--- Document extract Enclosed Below ---

SO roll our your hips before you begin!

While a foam roller is great, I find any sort of ball to be WAY better at getting into those trigger points around your hips.

I prefer a tennis ball, trigger point ball or lacrosse ball. I find the golf ball to be too small.

If you are just starting out, you may want to invest in one of the foam blue balls that are a little bigger and a little softer. The smaller and harder the ball you use, the more you are really going to dig in.

Ok so to roll out your “hips,” and I use this term a bit loosely, my three favorite moves are:

  1. The Hip U – So in this move you start by digging out the fleshy part of your butt. Literally sit on the ball with it under one butt cheek. Roll it around until you find a sore spot. Hold it on that sore spot and remember to breathe. You can also lift and lower the leg to help get deeper into the muscle. As you roll out your butt cheek, move the ball up to your low back. Find any trigger points there and hold for a bit. Then make an arc over the hip bone once you dig out your butt and low back. Hit your side butt, or glute medius. This is usually very tight on people. Again hold as you find trigger points. Then roll the ball to the front of your hip. Dig out the TFL and all the muscles right around that hip bone. Remember to HOLD if you find a sore spot…also remember to breathe! So that is the U over the hip
  2. Ab release – So most of the time we go for the exact spot where we “feel” pain. So we roll out our low backs if we feel pain when the cause of the pain may actually be somewhere else…like our tight hip flexors! BUT that being said that doesn’t mean we need to target the muscles that insert right below our hips. A hip flexor muscles actually connects up at a point in our spine! Which can mean that by placing a ball in your abs by your belly button and relaxing over it, you can actually help release your hip flexors! So try it…get a ball (and if you have a small ball you may need to put it on a trigger point block to really get it to dig in, but lay over the ball and relax. The ball should be to the side of your belly button and above the hip.

--- End of Enclosed Document extract ---
--- Extracted material Enclosed Below ---

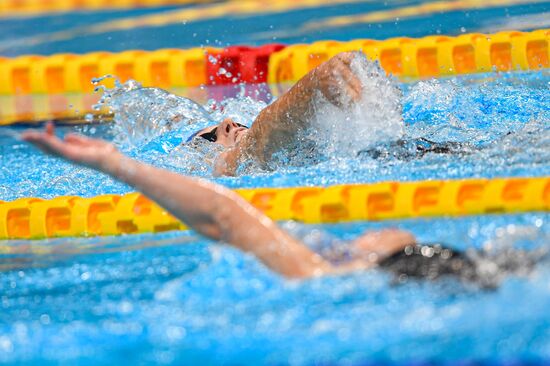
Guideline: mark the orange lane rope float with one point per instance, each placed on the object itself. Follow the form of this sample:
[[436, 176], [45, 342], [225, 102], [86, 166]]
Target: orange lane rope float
[[35, 218], [171, 68]]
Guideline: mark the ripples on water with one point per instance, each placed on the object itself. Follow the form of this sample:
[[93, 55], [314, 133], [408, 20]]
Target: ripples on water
[[502, 121], [149, 298], [173, 298]]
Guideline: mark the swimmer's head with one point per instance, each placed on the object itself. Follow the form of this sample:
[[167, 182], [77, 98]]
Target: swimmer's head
[[430, 261], [227, 133]]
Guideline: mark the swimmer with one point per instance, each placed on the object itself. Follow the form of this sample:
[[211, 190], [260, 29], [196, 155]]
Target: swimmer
[[222, 215], [280, 125]]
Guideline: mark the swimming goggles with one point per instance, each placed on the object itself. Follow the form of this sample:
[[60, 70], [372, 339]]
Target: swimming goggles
[[211, 135]]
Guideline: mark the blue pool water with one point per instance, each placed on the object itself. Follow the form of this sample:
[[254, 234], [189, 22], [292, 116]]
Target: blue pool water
[[176, 298]]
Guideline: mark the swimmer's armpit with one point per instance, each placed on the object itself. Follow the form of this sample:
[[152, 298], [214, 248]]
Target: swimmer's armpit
[[212, 210]]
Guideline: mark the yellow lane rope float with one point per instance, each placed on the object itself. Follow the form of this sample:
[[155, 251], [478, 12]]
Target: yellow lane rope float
[[35, 218], [431, 56], [168, 68]]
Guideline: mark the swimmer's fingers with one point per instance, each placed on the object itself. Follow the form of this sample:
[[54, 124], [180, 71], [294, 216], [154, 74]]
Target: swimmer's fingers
[[80, 140]]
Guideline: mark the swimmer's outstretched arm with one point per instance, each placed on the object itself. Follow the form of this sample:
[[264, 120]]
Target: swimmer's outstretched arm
[[277, 125], [212, 210]]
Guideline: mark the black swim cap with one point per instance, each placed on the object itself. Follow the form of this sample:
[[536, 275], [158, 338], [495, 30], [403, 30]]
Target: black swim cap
[[429, 261]]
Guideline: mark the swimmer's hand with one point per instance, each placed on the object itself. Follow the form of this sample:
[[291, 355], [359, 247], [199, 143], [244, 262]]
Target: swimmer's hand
[[336, 80], [92, 153]]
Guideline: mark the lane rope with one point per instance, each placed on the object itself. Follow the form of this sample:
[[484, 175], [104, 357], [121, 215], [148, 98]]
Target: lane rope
[[35, 218]]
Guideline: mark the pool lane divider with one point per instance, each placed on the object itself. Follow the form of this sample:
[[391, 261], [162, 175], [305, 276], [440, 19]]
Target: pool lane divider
[[431, 56], [71, 216]]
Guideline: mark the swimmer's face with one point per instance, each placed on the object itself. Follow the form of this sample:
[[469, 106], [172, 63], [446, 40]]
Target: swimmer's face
[[227, 133]]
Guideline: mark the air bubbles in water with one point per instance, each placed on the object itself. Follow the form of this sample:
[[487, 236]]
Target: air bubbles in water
[[375, 118]]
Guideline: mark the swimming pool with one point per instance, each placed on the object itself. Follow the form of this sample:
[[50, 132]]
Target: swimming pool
[[176, 298]]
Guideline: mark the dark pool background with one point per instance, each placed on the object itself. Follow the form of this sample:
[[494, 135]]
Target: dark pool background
[[175, 298]]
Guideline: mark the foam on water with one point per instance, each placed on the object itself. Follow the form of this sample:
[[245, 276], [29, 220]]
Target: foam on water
[[376, 118], [501, 123]]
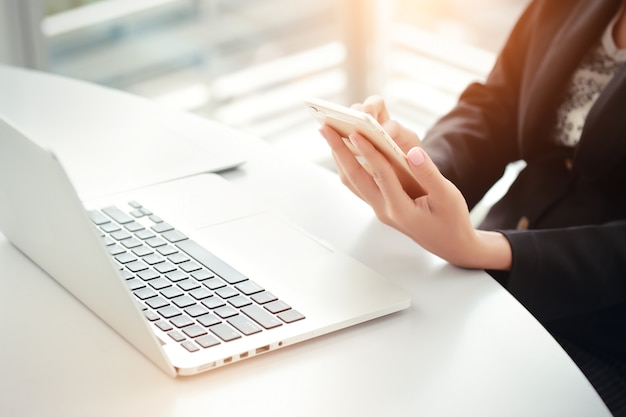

--- End of Enclosed Extracted material ---

### Actions to take
a. In the hip-rolling text, which kind of ball is described as too small?
b. Please pick up the hip-rolling text after its last sentence and keep writing in the same voice.

### Responses by item number
a. The golf ball.

b.
  3. The peanut – So one of my absolute favorite foam rolling tools is what I call the peanut. It is two tennis balls tapped together. They are perfect to use on the area around your spine. I like to hit my lower (and upper back for that matter) with these two balls. You can really get in and around your SI joint and then up into your low and mid-back. You can even target the spot where you psoas connect up in your spine.

So while these aren’t the only moves to use and you may also want to hit your adductors, calves and chest (other common tight muscle groups) these three moves are a great place to start!

After foam rolling, you will then want to do some dynamic stretches for these muscles before you begin your workout.

Notice I said DYNAMIC. Save the static stretching till afterwards!

A dynamic stretch is a stretch that you don’t hold for a long period of time, but actually move through (not bouncing though). A static stretch is one you hold for about 30 seconds or so. A static stretch is great for flexibility BUT has been show to reduce power during the workout.

So in an effort to increase mobility without any strength or power lost, we will use only dynamic stretches BEFORE exercise.

Here are some great moves I use to open up my hip area:

  1. Leg swings – You can do these swinging your legs forward or back or side to side. Both ways open up your hips. Try to increase the range of your swing without leaning your upper body forward and back. It is best to hold a wall when doing these.
  2. Hurdles – These are a variation of the leg swing. You can do these going forward or backwards (or BOTH!). What you do is bend your knee and swing your hip as if stepping over a hurdle. Alternate sides. Do about 10 per side.
  3. Simple kneeling hip stretch – So the basic stretch for your hip and even your quad is the kneeling hip stretch. Kneel on your right knee with your left leg bent to 90 degrees in front. You can make this dynamic by stretch by pushing the hip forward and then relaxing back. You can also add in a reach overhead and across. So if your left knee is forward, your right arm is going to lift up overhead and across. Then you will relax back down. You can also do a rotational stretch, so rotating over the front knee. To increase this stretch down your quad, you can also pull in the foot of the knee that is down and then release. By pulling the foot of the knee that is down up toward your butt, you will bring the stretch lower in your quad.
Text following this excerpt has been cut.